Text extract =
>>>>>
I totally sympathize with your frustration, here. I used to game with a great group of guys who, for all that they're enlightened men who care deeply about me, their female gaming buddy, and many other women, spent one entire session entirely unable to stop making rape jokes.

Oh, it's hilarious.

etchance said...

Well, it is definitely a truth of rpg world that men generally have no idea to treat women. On the one hand there is this behavior, on the other hand there is the behavior in MMO's of males showering any female character in gifts and free help, etc. I guess us nerdy guys just don't know what to do with women.

Nero said...

Role playing well is hard. I think that most role players fall back on there more base instincts when they are having trouble filling out there persona in the game. Males basically are most fascinated with fighting and sex. Some people may say that his is not true, but I think we can all agree that those two things are in the top five. A bunch of guys in a room role playing any type of sexual encounter is tragically funny are best. So that leaves the most common RPG focus… Combat. The point I am (poorly) trying to make is that even if your groups did not choose to play in sexist settings, you would still have to deal with the fact that most RPGs are designed by boys for boys.

As a man I cannot say I understand what you are going through, but as a role player I can say that if you take what happens in the game personally something will eventually happen that makes you not want to play anymore. I can also sympathies with your friends “concubine” statement. There is a puzzle solving aspect to role playing that is difficult to not get too sucked up in. I bet in his head he was thinking “If I was in this situation, and a hot chick I would just…” That is unless you have a history of using your sexuality to solve problems. I played with a girl once that wanted to solve ever problem by sleeping with someone. We quickly decided to either play or drink… not both.

There are a lot of RPG settings that are more feminist friendly that the ones you are playing in. It also might be fun to dump the whole setting on its end by overcoming the stereotype. But that would have to by something your GM is open to letting happen. I’ll bet he is. If he isn’t, find a better GM.

I would love to know what it is you like about role playing. Every female I ask gives me a different answer.

Phalene said...

@Nero

Since her response to a problem ruler was combat, I'm inclined to think that this particular person is probably okay with hack and slash.

Being bloodthirsty is one of many reasons why females like roleplaying games. ;)

What the problem with the GMs who are thinking 'concubine' is the only role for a female in an assassination attempt and that all NPCs leer and make requests is that it comes across more that the GM is clearly thinking of her as a sexual being, before thinking of her as a person.

Sexist environments are fine, as limitations lead to good roleplay to overcome them. The problem I see is that the limitations are more based on sex then sexism. If the culture does give women a lesser role, this gives her advantages beyond sleeping with people.

For example, even sexist patriarchies have many roles for women that would make been equally practical for infiltration to kill a ruler, such as 'cleaning lady'. It would probably be easier to infiltrate a palace with a mop and bucket (you can also push a hand cart with a male member of your assassination team crouched inside) than it would be in skimpy silks.

As for the deep south roleplaying, the sexism mentioned doesn’t look much like the range of sexism I encounter in real life. Little lady-ing and drooling at cleavage are one aspect, but she should also encounter an equal share of people who are fiercely protective of her and ridiculously helpful. She should have men who think her favours are negotiable… But also men who would fight those men, and would wrestle her suitcase from her to carry it.
<<<<<
Written task = Extend the comment thread on sexism in role-playing games, starting right after its final sentence. The items after this comment thread have no connection to it.

Supplied data =
>>>>>
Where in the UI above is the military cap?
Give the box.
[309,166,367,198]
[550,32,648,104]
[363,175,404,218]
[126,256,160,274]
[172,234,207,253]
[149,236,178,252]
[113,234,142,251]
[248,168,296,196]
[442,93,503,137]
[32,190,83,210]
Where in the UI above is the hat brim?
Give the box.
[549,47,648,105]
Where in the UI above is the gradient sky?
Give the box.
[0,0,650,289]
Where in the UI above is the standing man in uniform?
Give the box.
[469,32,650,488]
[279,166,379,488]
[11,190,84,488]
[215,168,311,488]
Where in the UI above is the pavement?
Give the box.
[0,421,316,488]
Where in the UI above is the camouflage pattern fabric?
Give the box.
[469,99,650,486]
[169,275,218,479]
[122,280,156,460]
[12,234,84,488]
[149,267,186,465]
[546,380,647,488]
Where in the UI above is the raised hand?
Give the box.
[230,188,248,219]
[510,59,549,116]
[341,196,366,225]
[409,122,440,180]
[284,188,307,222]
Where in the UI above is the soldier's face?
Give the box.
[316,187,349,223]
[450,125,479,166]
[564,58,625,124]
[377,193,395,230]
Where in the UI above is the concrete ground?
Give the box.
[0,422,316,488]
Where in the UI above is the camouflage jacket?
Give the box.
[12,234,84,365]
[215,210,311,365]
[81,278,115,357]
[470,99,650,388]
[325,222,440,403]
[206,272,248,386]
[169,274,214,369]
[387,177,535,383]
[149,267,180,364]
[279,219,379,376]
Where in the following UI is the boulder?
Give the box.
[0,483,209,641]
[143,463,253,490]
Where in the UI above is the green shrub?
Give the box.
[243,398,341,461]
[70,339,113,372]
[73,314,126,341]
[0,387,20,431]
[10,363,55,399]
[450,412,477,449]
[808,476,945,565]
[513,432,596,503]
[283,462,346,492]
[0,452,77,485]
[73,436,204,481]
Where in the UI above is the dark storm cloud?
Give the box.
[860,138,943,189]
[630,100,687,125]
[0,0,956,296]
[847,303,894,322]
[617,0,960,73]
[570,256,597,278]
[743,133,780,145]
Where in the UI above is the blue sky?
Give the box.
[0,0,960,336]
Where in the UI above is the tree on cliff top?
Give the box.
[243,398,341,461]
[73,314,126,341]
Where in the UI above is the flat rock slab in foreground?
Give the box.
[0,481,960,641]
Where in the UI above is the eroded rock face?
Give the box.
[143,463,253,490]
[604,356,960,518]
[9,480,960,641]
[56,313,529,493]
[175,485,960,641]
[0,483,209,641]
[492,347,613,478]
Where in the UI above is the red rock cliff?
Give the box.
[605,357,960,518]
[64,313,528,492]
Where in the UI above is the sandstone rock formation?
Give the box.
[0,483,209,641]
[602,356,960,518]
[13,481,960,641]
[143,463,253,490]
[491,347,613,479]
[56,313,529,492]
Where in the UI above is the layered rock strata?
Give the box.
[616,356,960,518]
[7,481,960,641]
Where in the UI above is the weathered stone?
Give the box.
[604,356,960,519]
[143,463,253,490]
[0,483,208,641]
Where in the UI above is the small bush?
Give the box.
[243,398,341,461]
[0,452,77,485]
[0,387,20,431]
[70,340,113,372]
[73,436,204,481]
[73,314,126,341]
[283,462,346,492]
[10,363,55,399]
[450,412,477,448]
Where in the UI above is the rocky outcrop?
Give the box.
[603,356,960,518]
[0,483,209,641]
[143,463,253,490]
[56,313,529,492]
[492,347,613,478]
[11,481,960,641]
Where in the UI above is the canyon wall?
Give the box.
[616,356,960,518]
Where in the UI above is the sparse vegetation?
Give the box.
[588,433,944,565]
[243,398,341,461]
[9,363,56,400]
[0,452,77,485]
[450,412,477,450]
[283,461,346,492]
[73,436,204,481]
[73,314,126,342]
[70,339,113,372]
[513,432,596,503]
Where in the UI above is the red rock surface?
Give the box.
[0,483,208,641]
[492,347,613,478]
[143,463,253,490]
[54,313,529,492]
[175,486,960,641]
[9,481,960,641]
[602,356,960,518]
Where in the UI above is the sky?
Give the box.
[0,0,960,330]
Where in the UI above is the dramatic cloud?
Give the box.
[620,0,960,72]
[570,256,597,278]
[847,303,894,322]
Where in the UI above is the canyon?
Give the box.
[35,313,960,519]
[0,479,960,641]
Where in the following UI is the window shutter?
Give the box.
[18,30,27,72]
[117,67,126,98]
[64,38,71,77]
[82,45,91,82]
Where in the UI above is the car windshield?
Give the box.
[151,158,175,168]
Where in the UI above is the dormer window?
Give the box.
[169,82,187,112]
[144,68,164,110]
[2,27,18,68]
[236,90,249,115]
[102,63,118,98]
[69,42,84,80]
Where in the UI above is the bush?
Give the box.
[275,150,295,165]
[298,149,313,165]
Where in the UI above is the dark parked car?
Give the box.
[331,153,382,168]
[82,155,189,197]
<<<<<
Answer to the problem =
The GM of the Asian game seems to be having a bit of trouble with his setting if he has to apologize for a monastery being all men in his description. It’s a monastery. If she were looking for women she should try a nunnery. Calling the culture that of ‘sexist pigs’ suggests that he’s somehow surprised that a building be sex segregated or that he’s needlessly uncomfortable and feels he must apologize for the way things were in China.

bellatrys said...

I have some Isabelle Allende books you can borrow to beat them over the head with...also a book of traditional Chinese folktales that has at least one monster-slaying heroine in it, I'm not sure which is heavier but you could use them all and see which leaves the bigger dent!

BrainFromArous said...

You wrote...

"They never get made uncomfortable for being male, they never sit there feeling like a hunk of meat, and they never have to even worry about being put in a situation that would make them feel sexually harrassed (I mean, except for Deliverance-type situations, I suppose. But, funny enough, those never seem to arrive)."

Well... sometimes they do.

Warning: Possibly Triggering Material Ahead

Years back, during an early '80s paper & pencil RPG campaign, I got so sick of the sexist BS from the guys that I introduced a monster species which sexually preyed on human MALES, just to give them a taste of how un-funny their frequent “Let’s rape the townswomen” jokes were.

The monsters were known as the Kerek. They were large, humanoid creatures forced from their native lands long ago by crusading human mages and had taken up residence in certain remote areas near where the player characters were campaigning.

The human mages had played one last, cruel trick on the fleeing Kerek: a two-fold curse. The first part made the Kerek males prisoners of lust, so much so that they would go mad, and eventually die - without regular sexual intercourse. The second part was that any female having sex with them would die from it. The mages figured this would finish off the remnant of their kind, so they let the surviving males escape into the wilds.

The mages were wrong. After all the females died off, the Kerek turned to raping human women (and anything else they could get their hands on) only to have them all die, too. The remaining Kerak males were about to turn on each other when it occured to them: What about human males?

So began the Kerek raids into human settlements for sexually appealing males. By Kerek standards, muscular bodies are the most appealing, so he-man fighter types like the players’ characters were prime targets.

Men taken by the Kerak can expect to be either shared among a group or “married” to one of the stronger warriors. Either way they are dressed and treated as Kerekian females with two key differences: First, their teeth are knocked out. (You can guess why.) Second, their thumbs and toes are cut off to prevent them from handling weapons or running very far.

There were even more horrific penalties for refusing sex to their “husbands.”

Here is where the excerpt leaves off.